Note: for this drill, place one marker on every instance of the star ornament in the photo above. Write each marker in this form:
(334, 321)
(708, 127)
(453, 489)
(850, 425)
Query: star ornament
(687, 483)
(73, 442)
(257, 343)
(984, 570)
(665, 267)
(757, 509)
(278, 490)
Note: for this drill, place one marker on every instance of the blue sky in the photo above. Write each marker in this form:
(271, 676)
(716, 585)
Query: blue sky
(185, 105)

DIRECTIVE — Write out the entries in full, exactly as given.

ANSWER IN FULL —
Note: for this drill, place one marker on every instance of the star ornament in the photo above. Write each marker in this form:
(334, 321)
(708, 127)
(453, 489)
(850, 425)
Query: star ornament
(687, 483)
(73, 442)
(257, 343)
(984, 570)
(665, 267)
(757, 509)
(278, 490)
Note: for this drill, place one marker on every instance of the blue sky in the photo above. Write each marker in this form:
(271, 676)
(716, 585)
Query: blue sky
(185, 105)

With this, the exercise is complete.